> [WORK TASK 1]
In the thesis abstract on scale-driven image decomposition, on which two kinds of images did the non-rigid registration framework give robust and accurate results?
> [WORK TASK 2]
List the fields that the thesis abstract on scale-driven image decomposition names as ones the work contributes to.

____ EXTRACTED TEXT

Scale-driven image decomposition with applications to recognition, registration, and segmentation

In this thesis, we propose to solve several computer vision problems using a novel fundamental idea, the scale difference between different patterns. In order to achieve our goal, we utilize the recently proposed total variation regularized L1 functional, which has an unique geometric feature of decomposing an additive image according to scales of the patterns within the image. We analyze and study the geometric properties of the TV-L1 model. We discuss different properties and provide intuitively proofs. We also discuss the properties when this model is applied to an image containing irregular shaped patterns, which were rarely discussed in literature. We then modify the TV-L1 model and develop novel algorithms to solve problems in different application areas.; Other than proposing the direct use of the TV-L 1 model for uneven background correction, we develop several novel algorithms based on this scale-driven image decomposition model. Our extensions and modifications are threefold: recognition, registration, and segmentation. In recognition, instead of decomposing an additive signal, we propose to factorize an image under multiplicative illumination fields based on the TV- L1 model. The effectiveness of this factorization is validated by a significant improvement of face recognition under varying illumination. In registration, we propose a non-rigid registration framework using a novel scale hierarchy established by the TV-L 1 model. We obtain robust and accurate registration on both 2D satellite images and 3D brain MR images with this framework. At last, a probabilistic method and a multi-resolution method are used to improve the limitations of the TV-L1 model for image segmentation. The proposed segmentation method is able to extract brain regions from head images. It can also be used to extract large scale patterns in general images. Experiment results validate the effectiveness of our work in different application areas.; We believe our works have significant contributions and have brought new possibilities to computer vision, public security, surveillance, medical image analysis, and other related fields.

________
____ RECORDS SHOWN

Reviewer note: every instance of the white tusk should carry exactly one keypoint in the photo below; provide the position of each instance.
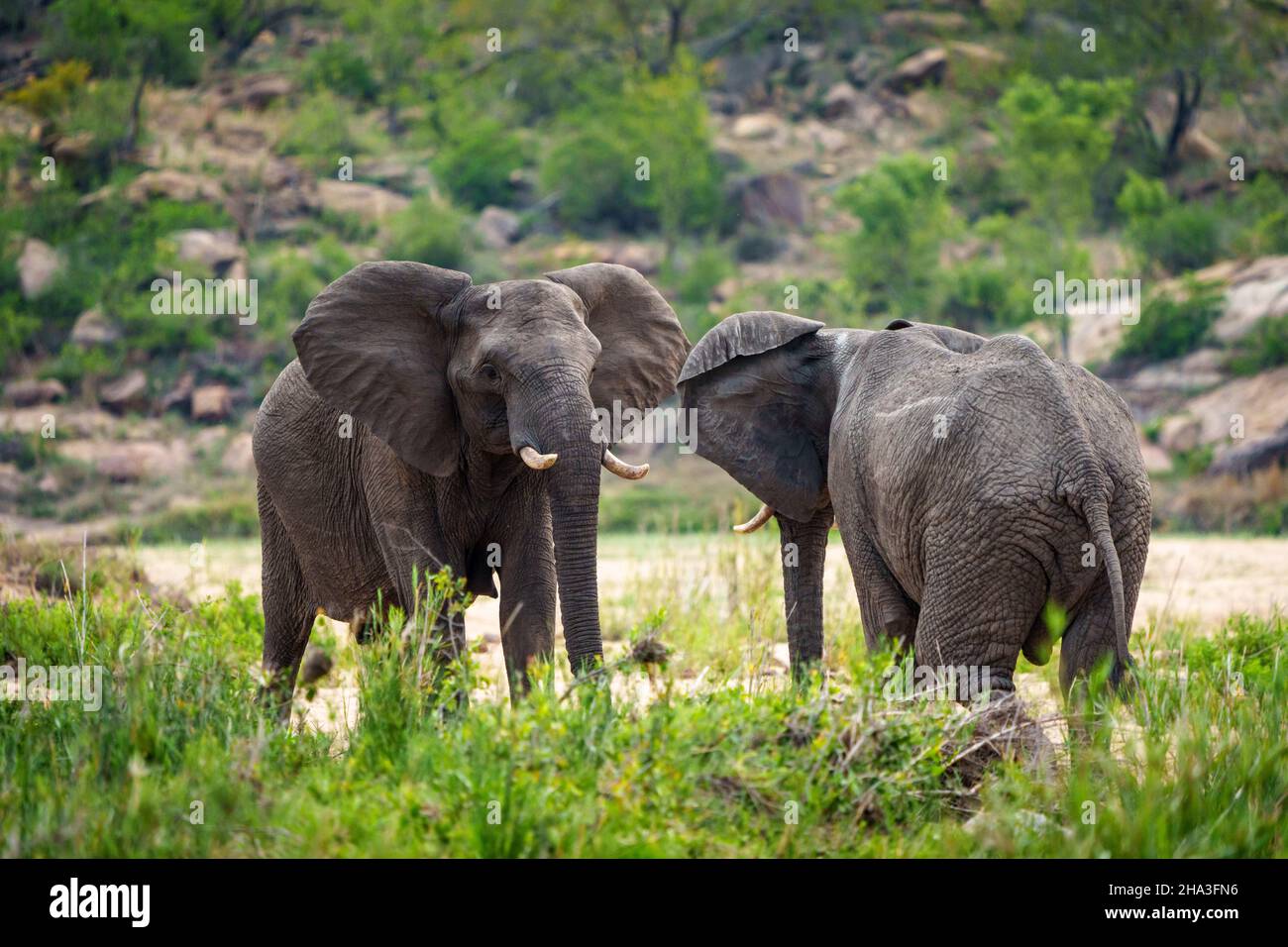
(627, 472)
(758, 521)
(537, 462)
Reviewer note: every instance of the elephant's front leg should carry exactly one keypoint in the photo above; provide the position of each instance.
(804, 551)
(527, 596)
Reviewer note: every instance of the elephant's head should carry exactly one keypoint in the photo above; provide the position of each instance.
(764, 388)
(436, 367)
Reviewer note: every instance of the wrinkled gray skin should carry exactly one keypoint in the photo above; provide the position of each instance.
(445, 382)
(956, 541)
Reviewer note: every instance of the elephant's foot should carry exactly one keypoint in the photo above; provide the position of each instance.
(1001, 729)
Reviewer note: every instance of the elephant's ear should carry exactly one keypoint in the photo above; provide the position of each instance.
(642, 341)
(953, 339)
(373, 344)
(754, 381)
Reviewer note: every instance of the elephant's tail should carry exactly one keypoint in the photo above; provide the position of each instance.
(1098, 518)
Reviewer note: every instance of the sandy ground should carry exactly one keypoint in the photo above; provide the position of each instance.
(1202, 579)
(1199, 579)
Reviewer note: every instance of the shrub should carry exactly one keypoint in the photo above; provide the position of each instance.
(1265, 347)
(1055, 140)
(1262, 205)
(700, 273)
(340, 68)
(906, 218)
(48, 95)
(1170, 328)
(1166, 232)
(476, 161)
(430, 232)
(596, 158)
(320, 132)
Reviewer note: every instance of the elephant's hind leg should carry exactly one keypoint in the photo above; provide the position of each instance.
(1093, 634)
(287, 617)
(977, 615)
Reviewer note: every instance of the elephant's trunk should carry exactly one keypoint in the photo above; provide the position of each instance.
(563, 424)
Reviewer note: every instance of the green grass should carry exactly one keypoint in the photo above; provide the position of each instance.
(1196, 764)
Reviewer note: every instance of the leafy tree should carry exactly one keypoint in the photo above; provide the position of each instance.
(1193, 51)
(1166, 232)
(906, 217)
(597, 167)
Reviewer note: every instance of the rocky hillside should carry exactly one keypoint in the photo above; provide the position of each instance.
(278, 165)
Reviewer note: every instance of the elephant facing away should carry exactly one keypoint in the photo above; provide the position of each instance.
(973, 480)
(429, 423)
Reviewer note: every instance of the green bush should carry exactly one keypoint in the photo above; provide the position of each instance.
(595, 162)
(700, 270)
(1166, 232)
(476, 161)
(906, 217)
(432, 232)
(129, 35)
(1265, 347)
(1261, 208)
(340, 68)
(321, 132)
(1170, 328)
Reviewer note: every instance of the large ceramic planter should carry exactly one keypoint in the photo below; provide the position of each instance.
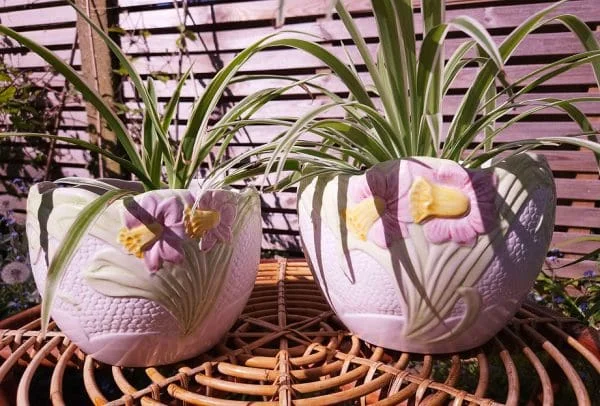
(421, 255)
(156, 280)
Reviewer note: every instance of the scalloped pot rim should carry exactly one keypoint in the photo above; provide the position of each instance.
(158, 278)
(422, 255)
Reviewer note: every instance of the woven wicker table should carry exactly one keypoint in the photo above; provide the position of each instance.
(289, 348)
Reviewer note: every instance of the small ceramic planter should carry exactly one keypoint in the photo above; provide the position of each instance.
(422, 255)
(156, 280)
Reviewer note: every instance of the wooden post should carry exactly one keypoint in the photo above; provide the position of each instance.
(96, 66)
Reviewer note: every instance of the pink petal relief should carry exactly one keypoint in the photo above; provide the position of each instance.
(392, 181)
(168, 213)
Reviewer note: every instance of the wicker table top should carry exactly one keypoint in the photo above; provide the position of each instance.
(288, 347)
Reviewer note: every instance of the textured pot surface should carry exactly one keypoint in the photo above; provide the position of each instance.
(421, 255)
(156, 280)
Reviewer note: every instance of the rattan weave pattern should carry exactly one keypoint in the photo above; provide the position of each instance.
(289, 348)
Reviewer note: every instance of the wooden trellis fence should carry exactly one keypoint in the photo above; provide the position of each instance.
(221, 29)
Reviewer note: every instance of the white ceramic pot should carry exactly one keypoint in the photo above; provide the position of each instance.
(421, 255)
(154, 281)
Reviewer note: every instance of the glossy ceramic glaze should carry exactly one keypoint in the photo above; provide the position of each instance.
(421, 255)
(169, 297)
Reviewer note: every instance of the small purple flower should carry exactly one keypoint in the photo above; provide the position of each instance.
(555, 252)
(154, 230)
(15, 272)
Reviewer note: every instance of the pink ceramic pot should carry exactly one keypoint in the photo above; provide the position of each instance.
(154, 281)
(421, 255)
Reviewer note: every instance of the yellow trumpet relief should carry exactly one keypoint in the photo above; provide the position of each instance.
(361, 217)
(198, 222)
(432, 200)
(136, 239)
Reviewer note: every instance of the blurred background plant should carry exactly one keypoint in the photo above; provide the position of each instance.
(574, 297)
(17, 289)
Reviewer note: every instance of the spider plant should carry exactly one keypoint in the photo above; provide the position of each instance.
(158, 162)
(398, 113)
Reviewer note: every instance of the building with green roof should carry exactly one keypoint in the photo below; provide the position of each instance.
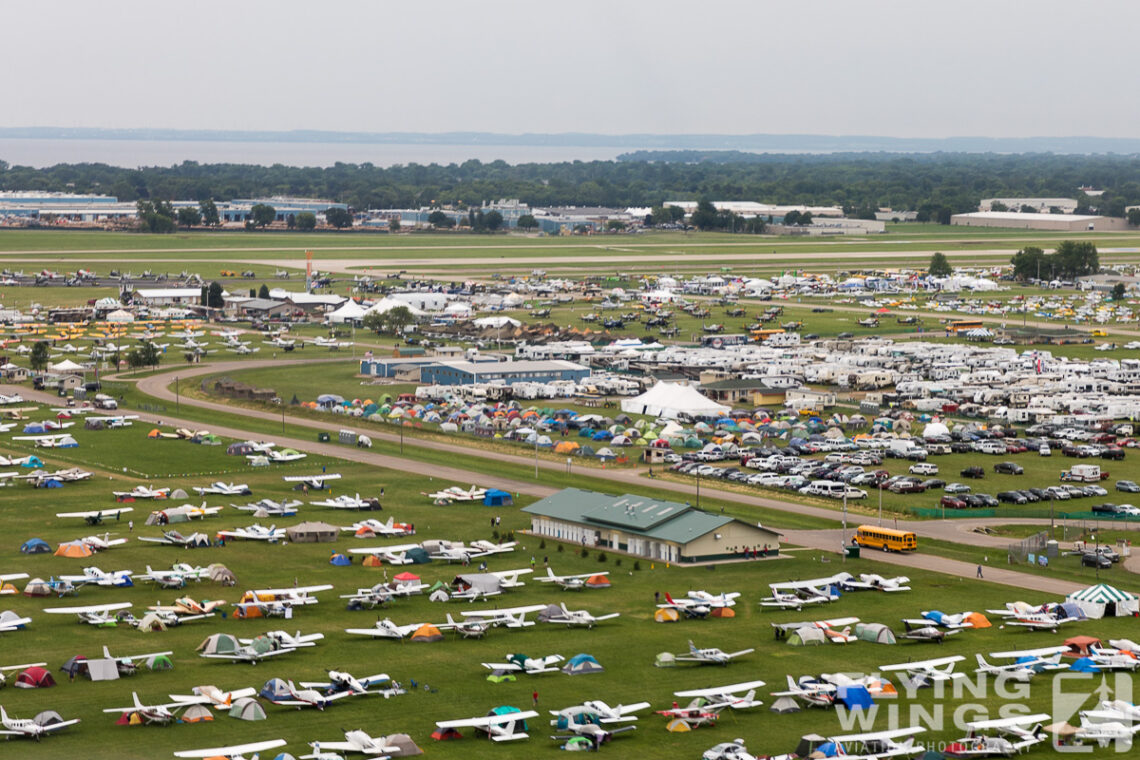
(648, 528)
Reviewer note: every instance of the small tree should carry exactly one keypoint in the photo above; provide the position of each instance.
(939, 266)
(210, 217)
(189, 217)
(262, 214)
(339, 218)
(39, 356)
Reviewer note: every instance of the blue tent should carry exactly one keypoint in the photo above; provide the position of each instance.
(34, 546)
(855, 696)
(497, 498)
(1084, 665)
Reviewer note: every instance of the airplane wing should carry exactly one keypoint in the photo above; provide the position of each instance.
(229, 751)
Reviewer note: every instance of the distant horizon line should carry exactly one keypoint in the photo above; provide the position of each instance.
(758, 141)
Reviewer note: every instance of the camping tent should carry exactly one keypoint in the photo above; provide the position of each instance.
(672, 401)
(34, 677)
(311, 532)
(581, 664)
(246, 708)
(874, 632)
(34, 546)
(74, 550)
(1105, 601)
(426, 634)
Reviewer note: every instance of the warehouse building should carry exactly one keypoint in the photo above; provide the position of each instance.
(668, 531)
(1056, 222)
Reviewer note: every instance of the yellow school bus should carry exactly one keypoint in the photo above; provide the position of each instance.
(887, 539)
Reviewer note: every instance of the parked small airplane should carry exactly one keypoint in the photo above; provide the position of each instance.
(928, 671)
(1015, 735)
(233, 752)
(27, 728)
(568, 582)
(506, 727)
(528, 665)
(710, 655)
(96, 516)
(571, 618)
(94, 614)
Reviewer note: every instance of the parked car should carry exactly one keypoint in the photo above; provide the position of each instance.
(1092, 560)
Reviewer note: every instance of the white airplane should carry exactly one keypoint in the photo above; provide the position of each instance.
(699, 604)
(316, 482)
(224, 489)
(393, 555)
(94, 614)
(330, 343)
(255, 532)
(235, 751)
(733, 750)
(376, 528)
(472, 628)
(738, 696)
(1028, 663)
(96, 577)
(928, 671)
(308, 697)
(710, 655)
(176, 577)
(505, 727)
(509, 618)
(212, 696)
(456, 493)
(836, 630)
(344, 681)
(246, 653)
(96, 516)
(385, 629)
(141, 492)
(880, 745)
(284, 508)
(27, 728)
(524, 664)
(173, 538)
(1106, 733)
(345, 501)
(1015, 735)
(149, 713)
(568, 582)
(571, 618)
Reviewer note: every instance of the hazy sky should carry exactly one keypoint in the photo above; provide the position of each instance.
(908, 68)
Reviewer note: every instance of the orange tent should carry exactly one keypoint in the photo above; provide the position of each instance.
(426, 632)
(74, 549)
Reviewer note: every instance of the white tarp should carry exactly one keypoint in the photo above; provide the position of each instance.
(670, 401)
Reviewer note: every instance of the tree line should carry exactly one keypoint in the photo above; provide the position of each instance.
(933, 185)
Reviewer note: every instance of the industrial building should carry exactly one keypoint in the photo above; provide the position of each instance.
(1057, 222)
(667, 531)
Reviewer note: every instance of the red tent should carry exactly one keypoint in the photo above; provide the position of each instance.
(34, 678)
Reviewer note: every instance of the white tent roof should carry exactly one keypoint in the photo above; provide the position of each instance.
(120, 316)
(349, 310)
(670, 401)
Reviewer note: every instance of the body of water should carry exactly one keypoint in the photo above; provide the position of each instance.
(164, 153)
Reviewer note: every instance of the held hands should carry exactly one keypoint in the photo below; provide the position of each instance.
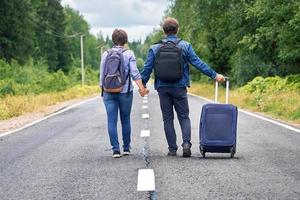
(220, 78)
(143, 91)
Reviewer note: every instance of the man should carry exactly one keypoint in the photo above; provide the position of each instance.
(172, 90)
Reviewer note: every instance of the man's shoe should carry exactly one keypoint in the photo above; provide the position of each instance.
(116, 154)
(186, 150)
(172, 153)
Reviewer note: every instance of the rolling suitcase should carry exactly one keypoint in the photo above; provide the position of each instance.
(218, 125)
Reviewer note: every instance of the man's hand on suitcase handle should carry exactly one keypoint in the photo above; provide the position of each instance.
(220, 78)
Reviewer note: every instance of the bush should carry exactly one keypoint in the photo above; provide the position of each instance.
(34, 78)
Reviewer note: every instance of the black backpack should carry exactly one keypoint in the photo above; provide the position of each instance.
(168, 64)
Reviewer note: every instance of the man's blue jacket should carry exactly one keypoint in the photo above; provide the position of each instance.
(189, 56)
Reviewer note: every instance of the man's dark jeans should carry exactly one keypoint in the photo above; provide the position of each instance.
(176, 97)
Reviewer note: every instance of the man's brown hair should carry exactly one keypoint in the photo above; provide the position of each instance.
(170, 26)
(119, 37)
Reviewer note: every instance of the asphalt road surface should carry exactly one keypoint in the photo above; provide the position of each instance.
(68, 156)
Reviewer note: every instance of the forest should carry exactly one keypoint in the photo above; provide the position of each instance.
(240, 38)
(254, 42)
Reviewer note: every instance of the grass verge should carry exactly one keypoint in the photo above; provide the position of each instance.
(13, 106)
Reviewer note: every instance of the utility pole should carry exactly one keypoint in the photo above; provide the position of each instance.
(82, 63)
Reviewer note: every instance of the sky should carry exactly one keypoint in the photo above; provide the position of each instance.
(137, 17)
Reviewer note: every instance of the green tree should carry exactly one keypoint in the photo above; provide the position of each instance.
(17, 30)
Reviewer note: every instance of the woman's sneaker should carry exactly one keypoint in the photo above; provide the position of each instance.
(116, 154)
(126, 153)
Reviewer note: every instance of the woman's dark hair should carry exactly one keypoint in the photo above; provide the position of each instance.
(170, 26)
(119, 37)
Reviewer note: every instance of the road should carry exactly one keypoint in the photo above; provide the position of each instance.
(68, 157)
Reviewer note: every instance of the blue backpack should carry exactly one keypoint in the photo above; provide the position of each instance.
(114, 76)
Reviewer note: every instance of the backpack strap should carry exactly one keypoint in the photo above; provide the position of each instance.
(128, 75)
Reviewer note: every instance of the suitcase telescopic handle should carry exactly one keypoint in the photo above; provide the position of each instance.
(227, 90)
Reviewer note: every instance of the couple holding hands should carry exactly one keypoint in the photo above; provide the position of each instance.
(170, 60)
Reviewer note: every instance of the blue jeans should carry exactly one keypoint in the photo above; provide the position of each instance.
(175, 97)
(115, 102)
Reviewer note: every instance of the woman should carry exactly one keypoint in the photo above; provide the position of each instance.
(121, 101)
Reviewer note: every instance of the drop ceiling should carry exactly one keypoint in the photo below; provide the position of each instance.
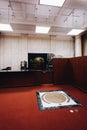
(24, 15)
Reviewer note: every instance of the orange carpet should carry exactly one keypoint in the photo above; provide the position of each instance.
(19, 110)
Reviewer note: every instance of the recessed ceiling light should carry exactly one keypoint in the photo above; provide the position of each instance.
(5, 27)
(52, 2)
(40, 29)
(75, 32)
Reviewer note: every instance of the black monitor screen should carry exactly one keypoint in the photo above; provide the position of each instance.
(37, 61)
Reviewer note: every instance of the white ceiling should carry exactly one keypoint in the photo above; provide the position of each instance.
(24, 15)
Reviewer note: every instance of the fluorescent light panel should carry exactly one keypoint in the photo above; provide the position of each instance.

________

> [ANSWER 1]
2D satellite images and 3D brain MR images

> [ANSWER 2]
Computer vision, public security, surveillance, and medical image analysis